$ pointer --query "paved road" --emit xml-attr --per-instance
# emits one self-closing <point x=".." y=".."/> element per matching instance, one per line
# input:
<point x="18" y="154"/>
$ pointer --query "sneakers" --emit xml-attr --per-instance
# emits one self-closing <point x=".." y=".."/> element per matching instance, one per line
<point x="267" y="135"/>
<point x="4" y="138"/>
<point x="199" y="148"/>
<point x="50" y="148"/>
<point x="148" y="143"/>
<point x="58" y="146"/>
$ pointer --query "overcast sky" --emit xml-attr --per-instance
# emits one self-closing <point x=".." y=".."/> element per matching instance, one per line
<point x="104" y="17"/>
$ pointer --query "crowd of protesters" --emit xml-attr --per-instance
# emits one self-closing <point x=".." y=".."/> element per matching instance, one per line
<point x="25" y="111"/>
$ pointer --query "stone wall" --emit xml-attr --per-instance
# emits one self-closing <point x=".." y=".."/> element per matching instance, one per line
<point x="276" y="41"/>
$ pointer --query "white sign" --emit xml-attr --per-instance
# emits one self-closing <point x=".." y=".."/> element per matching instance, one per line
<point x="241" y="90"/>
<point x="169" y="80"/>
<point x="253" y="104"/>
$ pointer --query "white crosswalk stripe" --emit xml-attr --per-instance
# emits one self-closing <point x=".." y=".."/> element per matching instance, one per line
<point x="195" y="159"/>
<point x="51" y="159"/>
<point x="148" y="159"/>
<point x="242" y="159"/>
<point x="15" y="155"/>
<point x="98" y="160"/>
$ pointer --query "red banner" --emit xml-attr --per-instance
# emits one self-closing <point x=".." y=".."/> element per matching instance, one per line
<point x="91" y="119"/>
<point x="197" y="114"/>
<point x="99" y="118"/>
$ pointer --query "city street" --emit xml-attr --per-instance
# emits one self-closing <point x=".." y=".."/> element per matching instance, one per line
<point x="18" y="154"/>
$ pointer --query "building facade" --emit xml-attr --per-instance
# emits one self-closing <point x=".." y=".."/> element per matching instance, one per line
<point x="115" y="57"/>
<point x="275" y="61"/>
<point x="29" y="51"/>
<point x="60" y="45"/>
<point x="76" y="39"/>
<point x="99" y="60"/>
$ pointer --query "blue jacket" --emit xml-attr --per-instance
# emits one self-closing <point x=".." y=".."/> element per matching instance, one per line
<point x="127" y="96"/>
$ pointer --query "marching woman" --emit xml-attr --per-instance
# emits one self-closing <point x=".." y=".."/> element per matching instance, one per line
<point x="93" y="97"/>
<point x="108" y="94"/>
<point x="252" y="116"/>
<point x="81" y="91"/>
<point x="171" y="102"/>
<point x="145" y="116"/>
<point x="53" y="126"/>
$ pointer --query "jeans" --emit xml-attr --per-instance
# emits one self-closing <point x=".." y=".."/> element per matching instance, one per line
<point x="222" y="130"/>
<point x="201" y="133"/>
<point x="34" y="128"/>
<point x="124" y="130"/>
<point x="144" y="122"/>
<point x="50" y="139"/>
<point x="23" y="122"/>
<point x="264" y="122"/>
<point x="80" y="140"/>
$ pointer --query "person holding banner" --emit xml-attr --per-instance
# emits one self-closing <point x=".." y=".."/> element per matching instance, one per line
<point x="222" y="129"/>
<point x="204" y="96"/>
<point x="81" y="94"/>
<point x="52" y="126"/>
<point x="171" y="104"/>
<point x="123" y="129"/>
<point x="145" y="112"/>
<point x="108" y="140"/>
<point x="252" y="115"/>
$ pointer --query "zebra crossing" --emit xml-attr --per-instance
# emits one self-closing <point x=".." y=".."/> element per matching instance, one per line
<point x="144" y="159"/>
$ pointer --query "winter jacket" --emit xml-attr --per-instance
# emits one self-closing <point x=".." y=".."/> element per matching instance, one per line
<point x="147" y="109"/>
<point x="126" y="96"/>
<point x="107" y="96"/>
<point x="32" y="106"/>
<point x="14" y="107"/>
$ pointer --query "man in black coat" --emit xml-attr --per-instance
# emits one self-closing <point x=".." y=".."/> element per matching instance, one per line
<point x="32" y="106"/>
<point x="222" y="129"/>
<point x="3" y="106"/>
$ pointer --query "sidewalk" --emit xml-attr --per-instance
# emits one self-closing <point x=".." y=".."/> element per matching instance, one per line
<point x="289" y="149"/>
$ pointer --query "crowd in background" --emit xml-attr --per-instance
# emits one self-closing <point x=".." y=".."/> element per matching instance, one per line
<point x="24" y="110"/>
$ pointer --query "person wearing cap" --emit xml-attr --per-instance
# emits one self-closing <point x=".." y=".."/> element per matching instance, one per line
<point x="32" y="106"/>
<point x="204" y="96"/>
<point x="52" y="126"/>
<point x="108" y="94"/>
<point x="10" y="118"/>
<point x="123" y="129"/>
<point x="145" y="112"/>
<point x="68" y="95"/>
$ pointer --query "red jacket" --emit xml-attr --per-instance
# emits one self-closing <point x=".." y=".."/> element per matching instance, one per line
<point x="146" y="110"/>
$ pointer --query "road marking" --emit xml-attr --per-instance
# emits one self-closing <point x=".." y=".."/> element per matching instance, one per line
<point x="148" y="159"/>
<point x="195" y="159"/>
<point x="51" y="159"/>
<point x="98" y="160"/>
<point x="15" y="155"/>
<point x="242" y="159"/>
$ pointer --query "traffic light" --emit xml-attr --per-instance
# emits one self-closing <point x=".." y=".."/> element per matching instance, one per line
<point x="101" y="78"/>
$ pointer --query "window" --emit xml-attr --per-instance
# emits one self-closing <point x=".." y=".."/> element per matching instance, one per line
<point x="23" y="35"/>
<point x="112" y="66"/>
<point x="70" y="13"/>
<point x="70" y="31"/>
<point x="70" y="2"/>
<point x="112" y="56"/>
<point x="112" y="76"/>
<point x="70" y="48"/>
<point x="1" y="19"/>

+ + + + + + +

* _WHAT TO PRODUCE_
Where the string "road" turns up in a line of the data above, copy that whole line.

* _ANSWER BOX_
$ pointer --query "paved road" --emit xml-attr --per-instance
$ pointer --query "road marking" --emit xml-attr --per-instance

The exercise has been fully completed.